> [Source text]:

Recorded against concepts as
http://www.w3.org/2001/sw/RDFCore/20030123-issues/#xmlsch-02
>2. Notes on RDF Concepts and Abstract Syntax
>
>2.1. Mapping from lexical forms to values (schema-related, terminological)
>
> In [21]http://www.w3.org/TR/rdf-concepts/#section-Datatypes:
>
> [21] http://www.w3.org/TR/rdf-concepts/#section-Datatypes
>
> A datatype mapping is a set of pairs whose first element belongs to
> the lexical space of the datatype, and the second element belongs
> to the value space of the datatype:
>
> We agree that it is useful to define a term to denote such mappings;
> in the interests of inter-specification consistency, we wonder whether
> you would be willing to consider using the term lexical mapping, which
> we are introducing in our forthcoming draft of XML Schema 1.1. The
> term datatype mapping seems unlikely to be usable in the XML Schema
> specification, where it would suggest to some readers a mapping from
> one datatype to another, rather than as here a mapping from lexical
> space to value space. (XML Schema 1.0 got by without a term for this
> concept.)
Recorded as
http://www.w3.org/2001/sw/RDFCore/20030123-issues/#xmlsch-03
>2.2. Values without lexical forms (schema-related, important)
>
> In [22]http://www.w3.org/TR/rdf-concepts/#section-Datatypes:
>
> [22] http://www.w3.org/TR/rdf-concepts/#section-Datatypes
>
> * Each member of the value space may be paired with any number
> (including zero) of members of the lexical space (lexical
> representations for that value).
>
> The provision for values without corresponding lexical forms
> contradicts an assumption to which the XML Schema spec appeals from
> time to time. The lexical space of any simple datatype in XML Schema
> is the domain of the type's lexical mapping; the value space is its
> domain. There are no meaningless lexical forms in the lexical space of
> the type, nor are there ineffable values in the value space. By
> eliminating values from the value space (e.g. by setting minimal and
> maximal values), the type definer may indirectly also eliminate
> lexical forms from the lexical space; conversely, by eliminating some
> items from the lexical space (e.g. by setting a pattern), the type
> definer may eliminate items from the value space.
> Are there crucial aspects of RDF which will break if the list item
> quoted above is changed to read "paired with one or more members of
> the lexical space"?
Recorded as
http://www.w3.org/2001/sw/RDFCore/20030123-issues/#xmlsch-04
>2.3. Lexical forms, strings, and character sequences (schema-related,
>editorial)
>
> In [23]http://www.w3.org/TR/rdf-concepts/#section-Datatypes:
>
> [23] http://www.w3.org/TR/rdf-concepts/#section-Datatypes
>
> With one exception, the datatypes used in RDF have a lexical space
> consisting of a set of strings.
>
> Since "string" is used as the local name for a particular simple type
> in the XML Schema namespace, we believe it will be less confusing for
> users, in the long run, if the lexical representations of
> simple-datatype values are described not as "strings" but as
> "character sequences".
> This comment also applies to other uses of the term string to denote
> the members of a lexical space.
Recorded as
http://www.w3.org/2001/sw/RDFCore/20030123-issues/#xmlsch-05
>2.4. Strings for natural-language data (substantive)

> [Given data]:
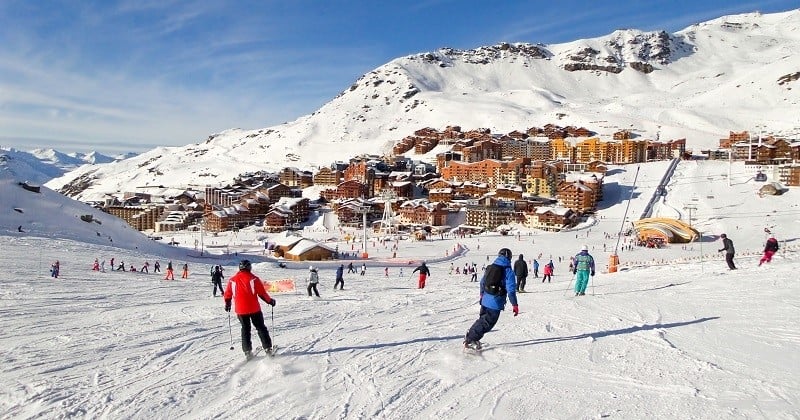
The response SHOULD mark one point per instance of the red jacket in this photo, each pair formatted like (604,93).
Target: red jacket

> [Tasks and exercises]:
**1)** Condense the paragraph in the comments on RDF Concepts that begins "We agree that it is useful" into a short list that keeps its main facts.
**2)** In the comments on RDF Concepts, update everything from "Recorded against concepts" down to "values (schema-related, terminological)", replacing "Notes" with "Comments".
**3)** Carry the comments on RDF Concepts further, starting after their final line.
The material comes from a separate source.

> [Response list]:
**1)**
- A term for mappings from lexical space to value space is useful.
- For consistency between specifications, the commenters ask whether RDF would adopt "lexical mapping," a term they are introducing in their forthcoming draft of XML Schema 1.1.
- "Datatype mapping" seems unlikely to be usable in the XML Schema specification, where some readers would take it to mean a mapping from one datatype to another.
- XML Schema 1.0 had no term for this concept.

**2)**
Recorded against concepts as
http://www.w3.org/2001/sw/RDFCore/20030123-issues/#xmlsch-02
>2. Comments on RDF Concepts and Abstract Syntax
>
>2.1. Mapping from lexical forms to values (schema-related, terminological)

**3)**
>
> In [24]http://www.w3.org/TR/rdf-concepts/#section-Datatypes:
>
> [24] http://www.w3.org/TR/rdf-concepts/#section-Datatypes
>
> * A plain literal is a string combined with an optional language
> identifier. This should be used for plain text in a natural
> language. As recommended in the RDF formal semantics
> [RDF-SEMANTICS], these plain literals are self-denoting.
>
> We do not believe that simple strings are likely to be adequate for
> the representation of arbitrary natural-language text. Even in
> English, natural-language utterances (such as this document) may need
> some degree of inline markup for clarity and adequate presentation; in
> natural-language utterances requiring bidirectional display or ruby,
> the best authorities (including the W3C I18n Working Group) recommend
> the use of markup within the natural-language utterance. We thus
> suggest that you may wish to moderate this recommendation that
> natural-language material be represented by literals.
> This is not an area in which we claim particular technical expertise;
> we merely call it to your attention in the hopes that doing so may be
> useful to you.
Recorded as
http://www.w3.org/2001/sw/RDFCore/20030123-issues/#xmlsch-06
>2.5. Typos and minor editorial notes
>
> In [25]http://www.w3.org/TR/rdf-concepts/#section-Literal-Value, for
> "the datatype mapping is applied to the pair form by the lexical form
> and the language identifier" read "the datatype mapping is applied to
> the pair formed by the lexical form and the language identifier".
> In the same section, for "Such a case, while in error, is not
> syntacticly ill-formed " read "Such a case, while in error, is not
> syntactically ill-formed" (et passim).
> In section [26]http://www.w3.org/TR/rdf-concepts/#section-XMLLiteral,
> for "root element tag" read "root element".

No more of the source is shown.